> LISTED RECORDS

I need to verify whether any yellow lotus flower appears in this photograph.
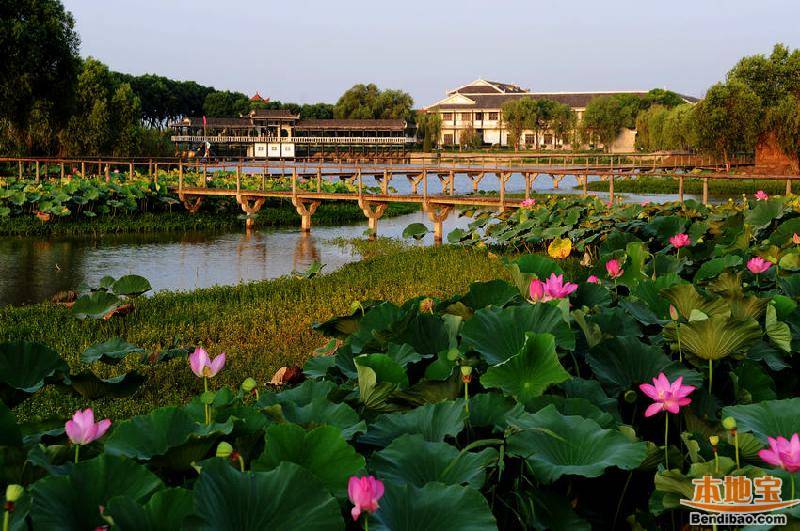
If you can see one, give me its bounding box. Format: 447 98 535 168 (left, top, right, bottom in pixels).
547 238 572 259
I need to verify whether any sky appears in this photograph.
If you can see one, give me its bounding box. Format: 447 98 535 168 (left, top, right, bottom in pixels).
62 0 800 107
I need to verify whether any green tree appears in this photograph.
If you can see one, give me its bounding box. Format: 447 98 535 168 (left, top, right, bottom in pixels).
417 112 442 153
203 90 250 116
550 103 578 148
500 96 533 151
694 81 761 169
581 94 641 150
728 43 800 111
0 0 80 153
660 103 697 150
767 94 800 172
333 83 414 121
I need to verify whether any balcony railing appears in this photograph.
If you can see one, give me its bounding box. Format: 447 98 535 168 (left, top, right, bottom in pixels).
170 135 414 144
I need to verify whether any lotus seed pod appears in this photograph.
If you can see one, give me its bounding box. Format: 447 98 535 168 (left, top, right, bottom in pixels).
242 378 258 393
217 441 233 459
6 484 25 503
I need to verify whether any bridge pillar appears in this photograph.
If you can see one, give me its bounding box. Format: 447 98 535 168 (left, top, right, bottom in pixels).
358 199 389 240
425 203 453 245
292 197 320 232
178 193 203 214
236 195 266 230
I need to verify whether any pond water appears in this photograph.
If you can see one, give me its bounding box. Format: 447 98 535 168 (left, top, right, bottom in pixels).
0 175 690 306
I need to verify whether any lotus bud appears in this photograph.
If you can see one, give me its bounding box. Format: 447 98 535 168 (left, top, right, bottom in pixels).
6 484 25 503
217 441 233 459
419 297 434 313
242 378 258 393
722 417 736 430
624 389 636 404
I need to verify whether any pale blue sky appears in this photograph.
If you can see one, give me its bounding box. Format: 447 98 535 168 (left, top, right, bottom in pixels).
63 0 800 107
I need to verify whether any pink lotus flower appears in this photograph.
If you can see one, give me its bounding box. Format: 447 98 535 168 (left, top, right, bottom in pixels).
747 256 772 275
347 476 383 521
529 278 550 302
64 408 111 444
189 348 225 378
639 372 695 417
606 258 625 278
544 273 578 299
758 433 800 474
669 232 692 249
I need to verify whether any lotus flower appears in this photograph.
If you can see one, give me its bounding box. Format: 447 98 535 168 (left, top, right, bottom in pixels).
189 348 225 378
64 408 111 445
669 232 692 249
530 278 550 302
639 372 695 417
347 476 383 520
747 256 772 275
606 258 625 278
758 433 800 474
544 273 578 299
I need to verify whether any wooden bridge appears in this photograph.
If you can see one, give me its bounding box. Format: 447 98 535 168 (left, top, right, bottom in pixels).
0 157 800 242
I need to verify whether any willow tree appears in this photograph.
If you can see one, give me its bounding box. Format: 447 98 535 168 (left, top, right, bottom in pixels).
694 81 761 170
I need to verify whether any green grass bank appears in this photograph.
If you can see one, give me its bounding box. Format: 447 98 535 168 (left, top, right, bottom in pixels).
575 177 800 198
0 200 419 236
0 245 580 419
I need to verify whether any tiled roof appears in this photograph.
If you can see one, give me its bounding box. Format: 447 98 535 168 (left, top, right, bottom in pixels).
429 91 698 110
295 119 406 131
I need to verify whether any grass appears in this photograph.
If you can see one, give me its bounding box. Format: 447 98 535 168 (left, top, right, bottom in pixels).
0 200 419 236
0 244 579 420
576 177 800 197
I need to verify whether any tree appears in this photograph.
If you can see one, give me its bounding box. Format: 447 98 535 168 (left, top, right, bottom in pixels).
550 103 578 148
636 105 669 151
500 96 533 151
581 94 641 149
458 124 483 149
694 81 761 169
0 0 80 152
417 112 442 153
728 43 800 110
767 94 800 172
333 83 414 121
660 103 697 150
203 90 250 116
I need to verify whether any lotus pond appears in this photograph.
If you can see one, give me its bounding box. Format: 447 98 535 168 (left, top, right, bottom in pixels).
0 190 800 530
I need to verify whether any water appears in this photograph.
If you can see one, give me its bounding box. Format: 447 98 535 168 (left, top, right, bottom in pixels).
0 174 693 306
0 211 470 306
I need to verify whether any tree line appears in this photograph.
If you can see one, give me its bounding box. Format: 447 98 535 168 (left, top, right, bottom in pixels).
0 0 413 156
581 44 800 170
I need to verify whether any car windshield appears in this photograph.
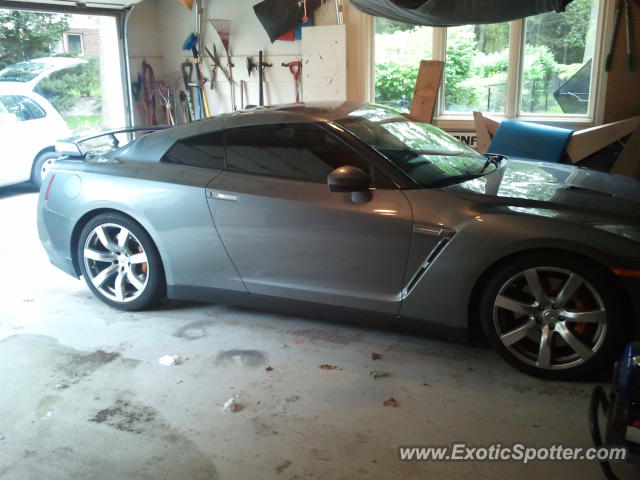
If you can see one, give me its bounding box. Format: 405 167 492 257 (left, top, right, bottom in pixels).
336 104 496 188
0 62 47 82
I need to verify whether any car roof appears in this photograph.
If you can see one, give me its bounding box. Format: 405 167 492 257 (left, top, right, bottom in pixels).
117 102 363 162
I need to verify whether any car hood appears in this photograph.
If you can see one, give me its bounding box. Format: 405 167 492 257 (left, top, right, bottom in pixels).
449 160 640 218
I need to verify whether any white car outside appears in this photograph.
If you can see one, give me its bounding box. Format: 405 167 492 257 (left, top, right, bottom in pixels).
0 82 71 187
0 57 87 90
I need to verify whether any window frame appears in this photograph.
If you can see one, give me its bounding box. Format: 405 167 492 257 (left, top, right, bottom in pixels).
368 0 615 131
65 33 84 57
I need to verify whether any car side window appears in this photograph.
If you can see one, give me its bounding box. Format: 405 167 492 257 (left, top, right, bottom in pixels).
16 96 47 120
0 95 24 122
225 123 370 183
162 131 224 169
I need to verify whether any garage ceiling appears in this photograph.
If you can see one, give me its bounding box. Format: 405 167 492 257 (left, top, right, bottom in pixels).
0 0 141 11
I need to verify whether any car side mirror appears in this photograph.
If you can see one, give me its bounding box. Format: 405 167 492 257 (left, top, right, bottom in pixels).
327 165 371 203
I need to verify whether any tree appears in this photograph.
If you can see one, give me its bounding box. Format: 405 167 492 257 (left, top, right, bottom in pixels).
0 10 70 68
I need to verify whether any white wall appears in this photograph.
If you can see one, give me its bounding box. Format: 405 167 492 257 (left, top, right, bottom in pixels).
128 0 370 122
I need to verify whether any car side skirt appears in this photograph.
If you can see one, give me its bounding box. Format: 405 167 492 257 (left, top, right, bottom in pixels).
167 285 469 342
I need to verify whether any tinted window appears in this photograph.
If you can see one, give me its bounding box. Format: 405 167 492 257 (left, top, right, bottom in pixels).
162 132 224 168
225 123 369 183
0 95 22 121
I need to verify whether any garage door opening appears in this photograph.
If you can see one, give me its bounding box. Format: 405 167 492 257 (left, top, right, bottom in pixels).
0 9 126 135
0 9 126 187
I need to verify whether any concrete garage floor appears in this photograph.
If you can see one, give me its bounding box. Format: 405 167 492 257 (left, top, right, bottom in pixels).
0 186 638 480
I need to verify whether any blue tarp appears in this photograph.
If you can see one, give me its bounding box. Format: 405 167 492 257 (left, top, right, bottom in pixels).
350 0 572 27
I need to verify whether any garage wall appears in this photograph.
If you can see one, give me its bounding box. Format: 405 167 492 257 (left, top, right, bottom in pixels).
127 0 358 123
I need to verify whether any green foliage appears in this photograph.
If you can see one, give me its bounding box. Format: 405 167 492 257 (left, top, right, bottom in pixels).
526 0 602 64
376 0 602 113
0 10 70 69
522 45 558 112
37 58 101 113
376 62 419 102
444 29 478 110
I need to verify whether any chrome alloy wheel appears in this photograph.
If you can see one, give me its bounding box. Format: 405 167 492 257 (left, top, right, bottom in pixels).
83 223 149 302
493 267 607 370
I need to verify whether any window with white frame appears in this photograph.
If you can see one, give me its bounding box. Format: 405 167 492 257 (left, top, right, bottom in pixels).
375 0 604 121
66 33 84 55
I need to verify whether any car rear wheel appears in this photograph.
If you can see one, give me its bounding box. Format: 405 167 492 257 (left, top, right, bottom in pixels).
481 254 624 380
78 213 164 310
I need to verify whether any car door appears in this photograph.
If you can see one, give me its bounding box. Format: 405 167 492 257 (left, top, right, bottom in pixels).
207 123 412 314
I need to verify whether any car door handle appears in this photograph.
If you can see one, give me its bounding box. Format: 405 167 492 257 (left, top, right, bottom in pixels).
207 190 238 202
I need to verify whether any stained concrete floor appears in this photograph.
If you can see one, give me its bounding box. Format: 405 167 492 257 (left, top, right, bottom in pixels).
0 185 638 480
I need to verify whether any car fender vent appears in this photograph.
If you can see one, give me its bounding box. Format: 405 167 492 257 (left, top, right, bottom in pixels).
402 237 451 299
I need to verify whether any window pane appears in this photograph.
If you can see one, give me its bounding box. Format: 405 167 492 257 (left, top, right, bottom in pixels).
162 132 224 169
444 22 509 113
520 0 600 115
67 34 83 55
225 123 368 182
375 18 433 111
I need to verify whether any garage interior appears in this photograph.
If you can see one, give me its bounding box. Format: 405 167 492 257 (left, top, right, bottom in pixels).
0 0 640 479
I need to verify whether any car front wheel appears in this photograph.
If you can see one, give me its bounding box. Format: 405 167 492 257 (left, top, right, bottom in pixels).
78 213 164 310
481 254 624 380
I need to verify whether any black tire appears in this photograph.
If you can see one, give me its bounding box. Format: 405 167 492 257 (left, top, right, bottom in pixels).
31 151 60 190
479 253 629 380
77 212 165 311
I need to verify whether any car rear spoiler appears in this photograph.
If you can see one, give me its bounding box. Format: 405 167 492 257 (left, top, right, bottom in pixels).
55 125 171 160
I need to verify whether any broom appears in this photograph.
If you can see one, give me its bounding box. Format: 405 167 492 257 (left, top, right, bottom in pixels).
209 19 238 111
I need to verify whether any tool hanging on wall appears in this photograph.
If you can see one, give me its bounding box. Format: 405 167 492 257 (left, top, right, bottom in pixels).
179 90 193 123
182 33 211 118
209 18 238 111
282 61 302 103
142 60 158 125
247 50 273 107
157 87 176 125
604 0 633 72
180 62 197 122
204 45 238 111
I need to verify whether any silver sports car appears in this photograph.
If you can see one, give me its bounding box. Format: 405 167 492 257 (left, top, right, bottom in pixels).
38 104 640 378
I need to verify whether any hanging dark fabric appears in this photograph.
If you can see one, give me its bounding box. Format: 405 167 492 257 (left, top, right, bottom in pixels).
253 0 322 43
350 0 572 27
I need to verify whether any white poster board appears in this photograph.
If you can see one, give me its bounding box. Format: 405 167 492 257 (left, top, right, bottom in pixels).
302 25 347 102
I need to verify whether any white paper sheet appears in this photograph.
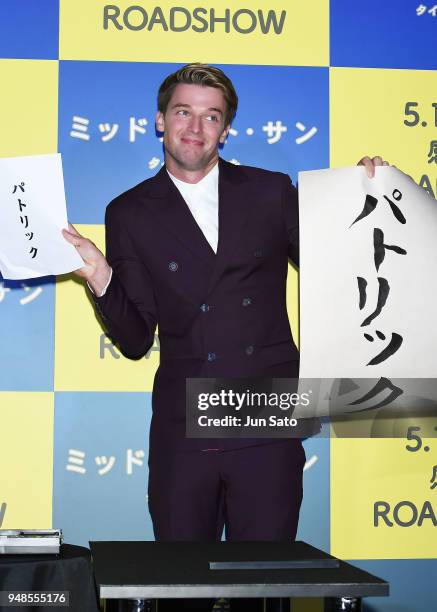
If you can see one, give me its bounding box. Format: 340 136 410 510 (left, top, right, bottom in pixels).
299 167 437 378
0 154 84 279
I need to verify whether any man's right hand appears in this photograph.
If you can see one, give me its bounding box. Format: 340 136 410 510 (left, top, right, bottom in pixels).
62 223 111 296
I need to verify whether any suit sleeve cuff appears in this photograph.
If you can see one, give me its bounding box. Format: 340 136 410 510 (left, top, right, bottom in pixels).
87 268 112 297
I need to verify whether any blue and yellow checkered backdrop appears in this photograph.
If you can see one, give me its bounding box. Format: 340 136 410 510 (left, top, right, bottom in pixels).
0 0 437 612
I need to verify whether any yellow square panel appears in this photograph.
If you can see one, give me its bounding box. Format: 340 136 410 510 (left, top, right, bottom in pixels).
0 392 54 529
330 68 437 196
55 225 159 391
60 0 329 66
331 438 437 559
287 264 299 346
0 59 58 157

> WRITTEN REQUEST
Please give the stretch of the listing from the line that contains "I need to verify whether any blue tarp" through the line that contains "0 185 638 480" as a two-column CSV with the headers text and answer. Put each text and its answer on one row, with every field quoted and line breaks turned into spaces.

> ANSWER TO THIS TASK
text,answer
"I need to verify whether any blue tarp appears in this photograph. If you can see one, give me its bounding box. Format: 405 167 492 257 (left, top, right, bottom in pixels).","350 0 572 27"
"I need to verify whether any garage wall appears in this photograph. If you can see one, give me its bounding box. Format: 405 167 492 257 (left, top, right, bottom in pixels).","127 0 358 123"
"I need to verify whether any green foliage appears in this photograph. If you can see one, give me its bounding box. Format: 405 167 492 257 (left, top, right, bottom in pixels).","526 0 602 64 376 0 602 113 0 10 70 69 522 45 558 112 37 58 101 113 376 62 419 102 444 29 478 110"
"I need to verify whether any chrome alloy wheel appears in this photograph. If you can see one, give me its bounding box. Format: 405 167 492 257 (left, top, right, bottom in pixels).","83 223 149 302 493 267 607 370"
"I need to verify whether any window with white frame appears in this photograph. If you can see one, give me its bounding box. Format: 405 167 492 257 (left, top, right, bottom in pixels).","375 0 604 121 66 33 84 55"
"I need to verify whether any car rear wheel appears in this photograph. If you can see one, give me its bounding box. Format: 405 167 492 257 (left, top, right, bottom in pixels).","481 254 624 380 78 213 164 310"
"I need to verify whether any car door appears in this photograph. If you can see one, give me its bounding box. Format: 405 167 492 257 (left, top, right, bottom in pixels).","207 123 412 314"
"I need to verify whether any car door handle appears in this photograph. If you can see one, give me its bounding box. Format: 405 167 492 257 (left, top, right, bottom in pixels).","207 190 238 202"
"I need to verify whether any stained concrete floor appears in this photograph. If you can see one, give me its bounding box. Format: 405 167 492 257 (left, top, right, bottom in pixels).","0 185 638 480"